WHAT IS REQUIRED = Rescale everything from the line containing "Task: indicate one point per instance of the number" down to the end of the records, and reproduce only those lines, requests included. Multiply each coordinate in the answers by 0.85 and round it to a whole number, with halves rounding up.

STORED RECORDS =

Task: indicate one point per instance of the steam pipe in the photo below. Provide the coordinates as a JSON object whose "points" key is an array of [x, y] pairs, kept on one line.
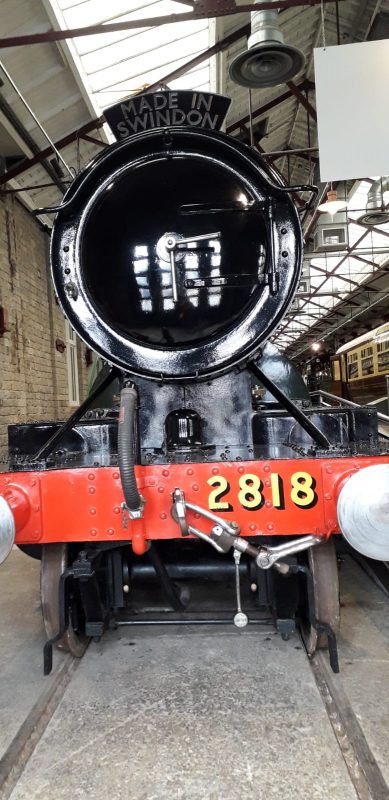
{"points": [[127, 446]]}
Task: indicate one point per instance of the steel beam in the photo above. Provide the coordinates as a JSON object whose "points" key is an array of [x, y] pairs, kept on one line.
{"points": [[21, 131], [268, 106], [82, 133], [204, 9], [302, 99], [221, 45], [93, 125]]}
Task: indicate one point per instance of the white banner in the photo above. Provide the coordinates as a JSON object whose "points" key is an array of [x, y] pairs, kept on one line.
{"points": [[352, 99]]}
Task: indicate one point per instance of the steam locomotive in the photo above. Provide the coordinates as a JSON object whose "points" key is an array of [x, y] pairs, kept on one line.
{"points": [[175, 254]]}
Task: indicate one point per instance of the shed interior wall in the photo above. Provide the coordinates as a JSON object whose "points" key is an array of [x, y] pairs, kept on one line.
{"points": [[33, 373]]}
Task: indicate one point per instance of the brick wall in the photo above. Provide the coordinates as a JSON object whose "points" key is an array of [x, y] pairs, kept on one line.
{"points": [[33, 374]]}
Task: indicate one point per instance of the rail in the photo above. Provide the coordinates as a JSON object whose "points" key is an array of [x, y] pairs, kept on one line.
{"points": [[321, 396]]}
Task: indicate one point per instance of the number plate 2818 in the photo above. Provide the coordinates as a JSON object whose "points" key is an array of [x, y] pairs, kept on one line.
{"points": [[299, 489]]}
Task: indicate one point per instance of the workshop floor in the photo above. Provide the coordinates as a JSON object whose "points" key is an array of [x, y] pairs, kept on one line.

ANSWER =
Task: indicate one point per instance of the number plate 2818 in the photo above. Provide the coordinates as a JSON object whose "points" key is an array of [x, y] pairs, kept on one line.
{"points": [[254, 416]]}
Task: indicate one point per instance of the workshop floor in the photo above. Provide the coordinates as a JSON object whose "points" key is an array of [x, y] pairs, kept on one line.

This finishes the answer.